## PROBLEMS AND TASKS
**1)** Reproduce word for word part of the passage on China's lead in humanoid robotics. Begin at the words "The Competitive Edge: Why" and stop after "in real-world environments.".
**2)** List the specialized component producers that the passage on China's lead in humanoid robotics names as alliance partners of the Beijing Humanoid Robot Innovation Center.
**3)** Extend the passage on China's lead in humanoid robotics, starting after its last sentence.

## QUOTED PASSAGE
◇ ◇ ◇ ◇ ◇
The Competitive Edge: Why China Could Lead in Real-World Robotics
With the increased focus on embodied intelligence, a critical question emerges: will China become the first country to deploy commercially viable humanoid robots at scale? Xu Huazhe, an assistant professor at Tsinghua University’s Institute of Interdisciplinary Information Sciences, argues this is increasingly likely. In a December 2024 interview, he pointed to China’s distinctive advantage: not merely in technological development, but in the capacity to rapidly deploy and iterate these technologies in real-world environments.
China’s potential edge begins with its unmatched manufacturing ecosystem. The country’s robust industrial base allows robotics firms to draw directly from adjacent sectors with relevant expertise. Over the past year, major players like battery giant CATL and thermal management specialist Sanhua — both central to China’s electric vehicle revolution — have expanded into humanoid robotics, becoming key nodes in the emerging supply chain. New entities are similarly leveraging traditional manufacturing strengths. The Beijing Humanoid Robot Innovation Center, established in 2023 by UBTech and various partners, is developing core technologies through strategic alliances with specialized component producers like Jingcheng Machinery Electric, Tsino Dynatron, and RobStride. This interconnected ecosystem enables vertical integration at unprecedented speed and scale — exemplified by Unitree Robotics, which now independently develops and manufactures crucial components including servo motors, reducers, and controllers that would typically require years of supply chain development elsewhere.
A second crucial advantage lies in data access. Humanoid robots demand enormous volumes of multimodal training material — from visual inputs to body movements and environmental interactions. While high-quality datasets remain limited globally, Chinese firms benefit from both a comparatively permissive regulatory environment and a government that serves simultaneously as funder, customer, and data provider. Research by economists Noam Yuchtman and Yang Yifan demonstrated how Chinese AI firms systematically gain access to rich behavioral datasets through government procurement contracts that their Western counterparts cannot easily obtain. While data quantity alone doesn’t guarantee technological superiority, access to diverse real-world information and feedback environments demonstrably accelerates development cycles and deployment readiness.
◇ ◇ ◇ ◇ ◇
## INFORMATION PROVIDED
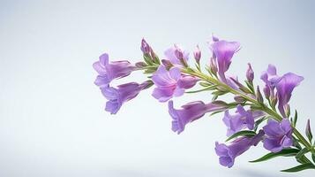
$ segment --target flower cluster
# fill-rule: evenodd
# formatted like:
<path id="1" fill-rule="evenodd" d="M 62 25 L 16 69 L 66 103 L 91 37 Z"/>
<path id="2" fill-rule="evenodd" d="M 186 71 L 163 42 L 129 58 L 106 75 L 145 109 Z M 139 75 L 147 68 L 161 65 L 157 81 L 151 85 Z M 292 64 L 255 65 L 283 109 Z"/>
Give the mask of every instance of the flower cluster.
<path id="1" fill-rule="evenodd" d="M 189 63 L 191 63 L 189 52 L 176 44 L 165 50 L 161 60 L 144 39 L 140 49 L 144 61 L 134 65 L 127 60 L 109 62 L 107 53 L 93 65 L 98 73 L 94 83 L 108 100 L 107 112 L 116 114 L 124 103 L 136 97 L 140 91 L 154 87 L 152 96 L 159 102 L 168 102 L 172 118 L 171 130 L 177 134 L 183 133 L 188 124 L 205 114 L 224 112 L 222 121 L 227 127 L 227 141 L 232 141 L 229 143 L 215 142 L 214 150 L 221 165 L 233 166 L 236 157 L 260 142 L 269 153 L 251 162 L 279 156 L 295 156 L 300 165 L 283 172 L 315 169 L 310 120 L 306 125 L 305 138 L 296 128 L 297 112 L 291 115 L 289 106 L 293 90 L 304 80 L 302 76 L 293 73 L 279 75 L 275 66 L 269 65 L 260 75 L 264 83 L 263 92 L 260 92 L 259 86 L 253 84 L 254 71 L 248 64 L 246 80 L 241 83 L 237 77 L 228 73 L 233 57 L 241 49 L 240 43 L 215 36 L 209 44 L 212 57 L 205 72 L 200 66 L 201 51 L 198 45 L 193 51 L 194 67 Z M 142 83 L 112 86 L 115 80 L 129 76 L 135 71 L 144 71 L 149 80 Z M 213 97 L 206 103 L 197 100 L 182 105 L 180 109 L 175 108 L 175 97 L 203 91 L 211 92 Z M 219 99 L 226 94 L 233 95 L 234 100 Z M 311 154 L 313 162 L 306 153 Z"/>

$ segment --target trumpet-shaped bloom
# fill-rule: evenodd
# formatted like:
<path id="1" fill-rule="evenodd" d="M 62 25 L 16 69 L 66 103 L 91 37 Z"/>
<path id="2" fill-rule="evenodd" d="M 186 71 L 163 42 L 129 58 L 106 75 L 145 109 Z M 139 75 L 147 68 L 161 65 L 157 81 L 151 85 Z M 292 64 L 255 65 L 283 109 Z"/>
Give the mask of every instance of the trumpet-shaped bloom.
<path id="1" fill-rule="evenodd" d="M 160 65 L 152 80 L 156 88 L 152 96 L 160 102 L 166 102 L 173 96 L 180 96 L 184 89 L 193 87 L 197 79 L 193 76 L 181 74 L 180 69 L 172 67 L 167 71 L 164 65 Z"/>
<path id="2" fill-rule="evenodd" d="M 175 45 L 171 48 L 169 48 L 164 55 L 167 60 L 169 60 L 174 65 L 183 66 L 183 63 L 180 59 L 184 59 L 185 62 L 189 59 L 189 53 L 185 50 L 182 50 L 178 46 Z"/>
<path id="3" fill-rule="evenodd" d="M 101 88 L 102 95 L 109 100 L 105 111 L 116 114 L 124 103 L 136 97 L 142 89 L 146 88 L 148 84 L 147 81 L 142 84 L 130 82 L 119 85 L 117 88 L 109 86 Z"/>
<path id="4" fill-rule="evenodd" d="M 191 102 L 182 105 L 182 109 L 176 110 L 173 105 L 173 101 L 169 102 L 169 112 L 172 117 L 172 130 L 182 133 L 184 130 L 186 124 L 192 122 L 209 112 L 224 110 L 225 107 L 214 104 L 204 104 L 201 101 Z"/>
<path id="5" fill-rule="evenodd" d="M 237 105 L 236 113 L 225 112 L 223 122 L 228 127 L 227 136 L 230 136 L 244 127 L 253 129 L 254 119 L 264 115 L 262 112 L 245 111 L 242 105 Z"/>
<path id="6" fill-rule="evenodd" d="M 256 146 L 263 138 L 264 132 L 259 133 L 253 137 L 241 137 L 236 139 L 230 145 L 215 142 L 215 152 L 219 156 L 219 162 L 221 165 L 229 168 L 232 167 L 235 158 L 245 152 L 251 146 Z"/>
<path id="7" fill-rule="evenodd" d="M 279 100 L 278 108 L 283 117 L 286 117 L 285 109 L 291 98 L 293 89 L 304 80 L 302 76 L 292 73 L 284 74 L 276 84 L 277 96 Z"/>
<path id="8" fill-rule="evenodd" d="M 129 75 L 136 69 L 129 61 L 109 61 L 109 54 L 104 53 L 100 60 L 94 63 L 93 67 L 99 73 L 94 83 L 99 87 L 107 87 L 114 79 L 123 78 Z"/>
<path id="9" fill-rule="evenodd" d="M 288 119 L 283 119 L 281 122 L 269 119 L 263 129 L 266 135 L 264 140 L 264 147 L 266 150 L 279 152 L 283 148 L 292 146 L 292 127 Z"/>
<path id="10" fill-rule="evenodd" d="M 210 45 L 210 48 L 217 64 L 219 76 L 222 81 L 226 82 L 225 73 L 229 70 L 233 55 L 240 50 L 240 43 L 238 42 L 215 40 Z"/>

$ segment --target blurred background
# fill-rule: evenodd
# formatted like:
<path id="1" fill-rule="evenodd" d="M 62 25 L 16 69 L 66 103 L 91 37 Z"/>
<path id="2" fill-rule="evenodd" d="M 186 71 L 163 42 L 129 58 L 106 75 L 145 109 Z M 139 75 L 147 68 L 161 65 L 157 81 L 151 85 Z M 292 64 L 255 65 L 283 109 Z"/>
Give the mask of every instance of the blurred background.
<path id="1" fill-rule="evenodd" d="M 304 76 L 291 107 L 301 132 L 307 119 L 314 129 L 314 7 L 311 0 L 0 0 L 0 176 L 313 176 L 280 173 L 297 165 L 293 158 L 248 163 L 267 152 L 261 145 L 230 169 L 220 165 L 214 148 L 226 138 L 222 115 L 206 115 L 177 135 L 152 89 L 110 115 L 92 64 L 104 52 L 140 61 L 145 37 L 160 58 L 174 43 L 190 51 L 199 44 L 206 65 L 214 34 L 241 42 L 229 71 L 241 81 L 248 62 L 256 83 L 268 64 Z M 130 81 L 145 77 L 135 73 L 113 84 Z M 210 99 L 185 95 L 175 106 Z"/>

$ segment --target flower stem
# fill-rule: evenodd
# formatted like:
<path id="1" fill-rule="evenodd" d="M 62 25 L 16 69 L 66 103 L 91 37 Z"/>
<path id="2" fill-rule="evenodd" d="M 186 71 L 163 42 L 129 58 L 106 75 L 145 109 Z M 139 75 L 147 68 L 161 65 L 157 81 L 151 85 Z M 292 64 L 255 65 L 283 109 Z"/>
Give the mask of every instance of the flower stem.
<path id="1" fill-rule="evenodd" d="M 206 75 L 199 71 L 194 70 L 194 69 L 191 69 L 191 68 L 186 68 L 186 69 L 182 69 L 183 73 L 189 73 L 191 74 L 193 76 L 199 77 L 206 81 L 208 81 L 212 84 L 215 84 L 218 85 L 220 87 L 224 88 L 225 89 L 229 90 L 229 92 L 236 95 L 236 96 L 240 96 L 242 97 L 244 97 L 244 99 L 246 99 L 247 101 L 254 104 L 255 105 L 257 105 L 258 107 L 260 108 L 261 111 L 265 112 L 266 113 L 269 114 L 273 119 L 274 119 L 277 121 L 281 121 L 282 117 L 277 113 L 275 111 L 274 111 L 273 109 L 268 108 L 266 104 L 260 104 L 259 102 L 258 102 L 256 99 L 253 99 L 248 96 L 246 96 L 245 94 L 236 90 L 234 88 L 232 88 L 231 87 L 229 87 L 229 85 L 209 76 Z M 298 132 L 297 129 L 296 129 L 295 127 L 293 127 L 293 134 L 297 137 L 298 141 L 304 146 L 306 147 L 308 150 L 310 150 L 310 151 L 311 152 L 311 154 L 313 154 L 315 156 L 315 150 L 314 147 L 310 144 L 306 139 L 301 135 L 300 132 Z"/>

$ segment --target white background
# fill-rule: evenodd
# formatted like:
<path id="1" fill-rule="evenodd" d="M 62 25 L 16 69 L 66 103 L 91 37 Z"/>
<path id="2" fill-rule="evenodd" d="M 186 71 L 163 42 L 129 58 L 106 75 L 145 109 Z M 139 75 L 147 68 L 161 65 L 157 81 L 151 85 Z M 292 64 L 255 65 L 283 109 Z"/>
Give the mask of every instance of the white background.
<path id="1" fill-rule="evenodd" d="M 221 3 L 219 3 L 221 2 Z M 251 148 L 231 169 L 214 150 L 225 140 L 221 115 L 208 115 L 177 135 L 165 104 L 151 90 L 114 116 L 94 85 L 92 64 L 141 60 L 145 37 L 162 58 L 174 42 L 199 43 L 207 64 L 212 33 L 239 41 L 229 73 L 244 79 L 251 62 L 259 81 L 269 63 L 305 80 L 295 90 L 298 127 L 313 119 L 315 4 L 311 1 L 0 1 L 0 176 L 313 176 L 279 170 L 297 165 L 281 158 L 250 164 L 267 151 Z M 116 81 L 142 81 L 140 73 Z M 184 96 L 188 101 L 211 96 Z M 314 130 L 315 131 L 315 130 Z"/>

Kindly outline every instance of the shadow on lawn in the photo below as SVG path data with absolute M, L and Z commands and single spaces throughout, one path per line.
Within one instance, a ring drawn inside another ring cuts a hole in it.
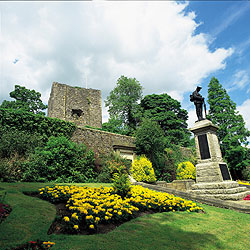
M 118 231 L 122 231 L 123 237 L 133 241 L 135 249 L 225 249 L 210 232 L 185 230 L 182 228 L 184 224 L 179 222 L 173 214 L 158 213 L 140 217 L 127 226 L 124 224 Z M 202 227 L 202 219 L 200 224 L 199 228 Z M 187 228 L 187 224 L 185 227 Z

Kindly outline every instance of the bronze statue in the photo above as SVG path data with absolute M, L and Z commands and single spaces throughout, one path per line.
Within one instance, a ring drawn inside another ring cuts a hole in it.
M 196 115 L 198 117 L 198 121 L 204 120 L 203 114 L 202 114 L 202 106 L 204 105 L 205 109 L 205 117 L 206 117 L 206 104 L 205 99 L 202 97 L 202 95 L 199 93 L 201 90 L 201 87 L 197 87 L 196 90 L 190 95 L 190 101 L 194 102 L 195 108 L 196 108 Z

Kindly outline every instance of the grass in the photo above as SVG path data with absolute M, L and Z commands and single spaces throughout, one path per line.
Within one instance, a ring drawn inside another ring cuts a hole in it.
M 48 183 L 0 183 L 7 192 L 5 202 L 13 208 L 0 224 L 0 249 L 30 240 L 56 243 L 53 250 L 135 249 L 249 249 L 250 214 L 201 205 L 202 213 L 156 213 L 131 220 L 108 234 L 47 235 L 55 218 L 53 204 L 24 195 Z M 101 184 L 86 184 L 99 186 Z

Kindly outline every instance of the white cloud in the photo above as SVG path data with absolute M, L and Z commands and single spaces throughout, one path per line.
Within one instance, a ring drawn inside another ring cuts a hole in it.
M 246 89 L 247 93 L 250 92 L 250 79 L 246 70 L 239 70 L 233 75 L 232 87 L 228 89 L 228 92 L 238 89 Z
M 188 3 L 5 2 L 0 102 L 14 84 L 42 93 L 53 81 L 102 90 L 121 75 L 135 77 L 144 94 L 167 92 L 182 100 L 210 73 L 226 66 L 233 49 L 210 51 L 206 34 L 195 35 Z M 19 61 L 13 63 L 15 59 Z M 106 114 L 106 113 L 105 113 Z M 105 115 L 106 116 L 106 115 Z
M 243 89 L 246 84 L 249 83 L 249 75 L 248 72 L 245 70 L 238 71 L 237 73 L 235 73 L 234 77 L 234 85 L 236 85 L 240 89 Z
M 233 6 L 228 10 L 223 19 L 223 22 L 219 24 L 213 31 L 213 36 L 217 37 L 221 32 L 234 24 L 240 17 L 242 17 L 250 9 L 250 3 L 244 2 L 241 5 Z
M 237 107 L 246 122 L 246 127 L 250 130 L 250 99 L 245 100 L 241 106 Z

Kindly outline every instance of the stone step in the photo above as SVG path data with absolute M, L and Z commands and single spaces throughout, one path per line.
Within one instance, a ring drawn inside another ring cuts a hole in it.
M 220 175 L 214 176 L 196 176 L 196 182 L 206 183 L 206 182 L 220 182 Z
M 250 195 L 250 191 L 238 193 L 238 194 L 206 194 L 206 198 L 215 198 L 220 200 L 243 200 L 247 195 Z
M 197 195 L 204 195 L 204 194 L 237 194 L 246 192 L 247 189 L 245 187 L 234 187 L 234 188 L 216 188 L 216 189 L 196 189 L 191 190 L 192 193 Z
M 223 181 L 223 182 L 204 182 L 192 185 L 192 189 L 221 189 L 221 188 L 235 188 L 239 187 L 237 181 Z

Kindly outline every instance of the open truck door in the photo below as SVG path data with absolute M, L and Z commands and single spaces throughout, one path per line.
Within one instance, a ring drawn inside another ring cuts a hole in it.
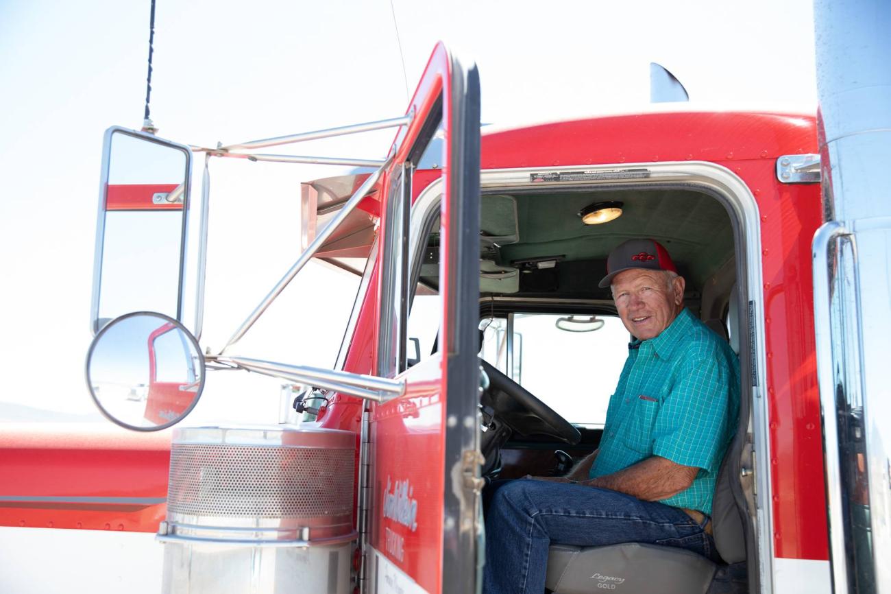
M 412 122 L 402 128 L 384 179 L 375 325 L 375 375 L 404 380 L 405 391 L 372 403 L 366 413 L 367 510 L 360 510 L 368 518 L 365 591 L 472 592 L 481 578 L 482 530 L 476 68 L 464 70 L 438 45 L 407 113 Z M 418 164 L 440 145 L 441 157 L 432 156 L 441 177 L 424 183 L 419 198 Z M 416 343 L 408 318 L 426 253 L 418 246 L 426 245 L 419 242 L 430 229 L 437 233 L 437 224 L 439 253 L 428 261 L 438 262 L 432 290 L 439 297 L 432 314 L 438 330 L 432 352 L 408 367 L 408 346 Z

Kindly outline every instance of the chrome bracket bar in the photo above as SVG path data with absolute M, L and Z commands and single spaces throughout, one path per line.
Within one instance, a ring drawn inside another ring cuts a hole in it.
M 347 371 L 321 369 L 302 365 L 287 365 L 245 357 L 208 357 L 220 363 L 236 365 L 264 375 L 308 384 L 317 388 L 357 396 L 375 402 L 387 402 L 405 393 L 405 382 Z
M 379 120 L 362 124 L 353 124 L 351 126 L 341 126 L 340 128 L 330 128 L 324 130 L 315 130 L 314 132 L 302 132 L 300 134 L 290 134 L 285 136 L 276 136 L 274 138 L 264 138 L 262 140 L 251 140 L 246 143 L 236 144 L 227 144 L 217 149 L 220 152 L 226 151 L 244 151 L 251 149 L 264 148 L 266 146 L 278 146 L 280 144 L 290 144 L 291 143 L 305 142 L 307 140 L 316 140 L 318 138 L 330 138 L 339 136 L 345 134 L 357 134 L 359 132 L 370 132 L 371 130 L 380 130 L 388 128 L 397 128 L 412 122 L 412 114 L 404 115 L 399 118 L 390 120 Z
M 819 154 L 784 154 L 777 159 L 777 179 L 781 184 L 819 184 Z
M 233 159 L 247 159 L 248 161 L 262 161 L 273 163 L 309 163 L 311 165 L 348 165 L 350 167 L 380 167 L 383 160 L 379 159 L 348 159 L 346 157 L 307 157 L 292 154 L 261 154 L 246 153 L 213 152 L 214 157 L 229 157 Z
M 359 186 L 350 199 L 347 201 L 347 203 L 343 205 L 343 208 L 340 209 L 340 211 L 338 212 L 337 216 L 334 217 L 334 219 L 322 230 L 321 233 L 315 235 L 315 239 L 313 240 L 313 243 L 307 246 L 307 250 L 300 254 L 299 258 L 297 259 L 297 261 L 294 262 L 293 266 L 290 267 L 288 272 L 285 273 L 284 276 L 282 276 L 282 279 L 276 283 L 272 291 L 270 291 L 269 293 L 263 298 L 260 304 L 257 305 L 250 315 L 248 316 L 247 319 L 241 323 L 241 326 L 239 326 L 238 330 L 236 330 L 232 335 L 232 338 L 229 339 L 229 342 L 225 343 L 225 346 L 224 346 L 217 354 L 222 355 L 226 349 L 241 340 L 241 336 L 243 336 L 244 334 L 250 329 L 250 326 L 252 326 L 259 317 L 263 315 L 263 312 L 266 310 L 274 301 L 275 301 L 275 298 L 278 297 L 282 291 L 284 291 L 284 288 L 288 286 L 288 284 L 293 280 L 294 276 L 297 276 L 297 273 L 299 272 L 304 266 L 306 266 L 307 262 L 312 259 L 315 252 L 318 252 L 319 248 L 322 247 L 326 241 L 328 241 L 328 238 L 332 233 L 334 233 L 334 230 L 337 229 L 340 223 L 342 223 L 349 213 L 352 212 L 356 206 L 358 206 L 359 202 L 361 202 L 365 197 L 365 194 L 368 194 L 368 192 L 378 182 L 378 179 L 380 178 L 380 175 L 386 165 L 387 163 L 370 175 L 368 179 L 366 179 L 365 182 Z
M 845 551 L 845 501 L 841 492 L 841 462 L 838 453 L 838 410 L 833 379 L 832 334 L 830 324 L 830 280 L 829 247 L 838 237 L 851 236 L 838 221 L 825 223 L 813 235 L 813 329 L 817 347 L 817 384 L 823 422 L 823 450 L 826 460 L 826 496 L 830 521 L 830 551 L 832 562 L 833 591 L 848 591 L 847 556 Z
◇ ◇ ◇ ◇ ◇
## ANSWERS TO EACH TASK
**1)**
The Competitive Edge: Why China Could Lead in Real-World Robotics
With the increased focus on embodied intelligence, a critical question emerges: will China become the first country to deploy commercially viable humanoid robots at scale? Xu Huazhe, an assistant professor at Tsinghua University’s Institute of Interdisciplinary Information Sciences, argues this is increasingly likely. In a December 2024 interview, he pointed to China’s distinctive advantage: not merely in technological development, but in the capacity to rapidly deploy and iterate these technologies in real-world environments.

**2)**
Jingcheng Machinery Electric
Tsino Dynatron
RobStride

**3)**
The final catalyst in China’s embodied intelligence push is concrete market demand. The country’s elder care robotics market reached 7.9 billion yuan in 2024 and is projected to grow at a 15 percent annual rate, approaching 16 billion yuan by 2029. Simultaneously, industrial adoption shows remarkable momentum — a recent industry survey found that 99 percent of Chinese industrial robot users anticipate near-term demand for humanoid models, primarily for quality control and monitoring applications. This immediate factory-floor demand creates a particularly valuable dynamic: once deployed, these robots generate additional real-world operational data, initiating a virtuous cycle of continuous improvement that further accelerates development.
Collectively, China’s manufacturing prowess, permissive data environment, and tangible market demand create a foundation for embodied intelligence development and deployment unlike anywhere else in the world — potentially allowing Chinese firms to compress the timeline from prototype to mass commercialization in ways U.S. competitors may struggle to match.
Beyond Technology: A Different Understanding of Competition
For the U.S., China’s advances in AI and humanoid robotics have primarily been framed as direct competition — a technological arms race to achieve breakthrough capabilities first. This framing has driven Washington’s response, with the Department of Commerce implementing aggressive chip export controls and restricting American investment in certain Chinese AI infrastructure. While these measures have constrained Chinese firms’ ability to train large-scale AI models, they haven’t fundamentally altered Beijing’s trajectory, as evidenced by DeepSeek’s recent AI breakthroughs despite chip limitations.
The impact on humanoid robotics may be even less decisive, as these embodied technologies rely more on physical engineering and real-world deployment than pure computational power. This highlights a fundamental misalignment in how each nation approaches the competition. While American policymakers focus narrowly on maintaining leadership in frontier AI research and military applications, China appears to be playing a different game entirely.
From Beijing’s perspective, the objective extends well beyond building the most advanced humanoid robot. China’s approach focuses on practical, near-term applications that address specific societal challenges. In Beijing’s Zhongguancun International Innovation Center, the humanoid robot Kuavo already serves as a receptionist. In Fuzhou, “smart nannies” assist caregivers in a senior living facility. In Chengdu, authorities will soon launch a “wellness robot” program targeting preventative healthcare for elderly residents. These applications reflect China’s pragmatic strategy: deploying currently viable technology to address pressing demographic and economic needs rather than pursuing purely theoretical advances.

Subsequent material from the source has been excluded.